╭─ Material for this exercise

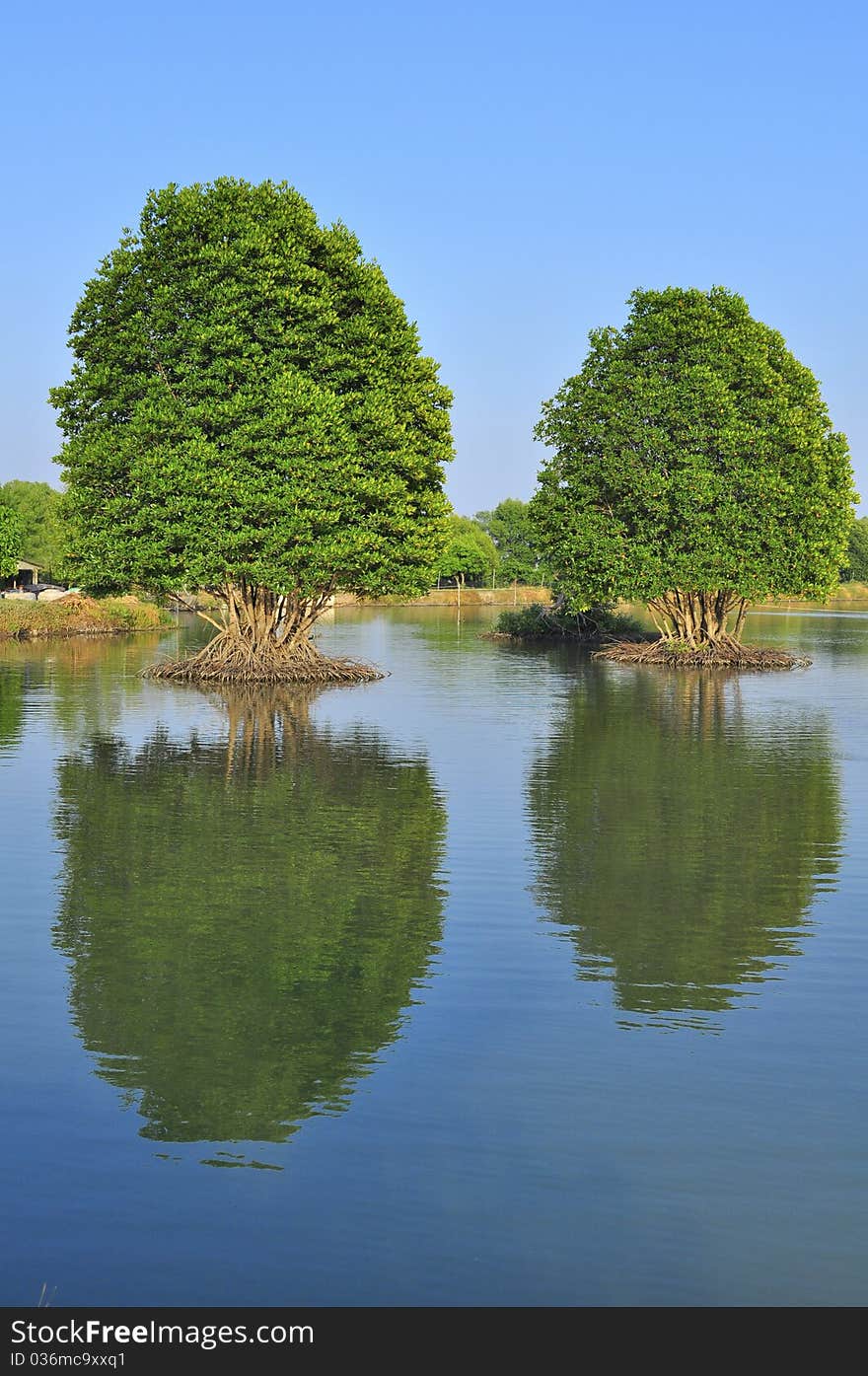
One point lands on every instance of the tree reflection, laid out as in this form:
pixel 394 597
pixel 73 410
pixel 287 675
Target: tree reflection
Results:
pixel 245 918
pixel 11 706
pixel 680 839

╰─

• **To do**: Express the data above as a JSON list of strings, one string for each line and no strings for blank lines. Leave the picture out.

• **Expected answer**:
[
  "One point lands on every instance of the tree reflection, laid out as in this form:",
  "pixel 394 597",
  "pixel 73 410",
  "pixel 287 675",
  "Target: tree reflection",
  "Results:",
  "pixel 245 918",
  "pixel 11 706",
  "pixel 680 839"
]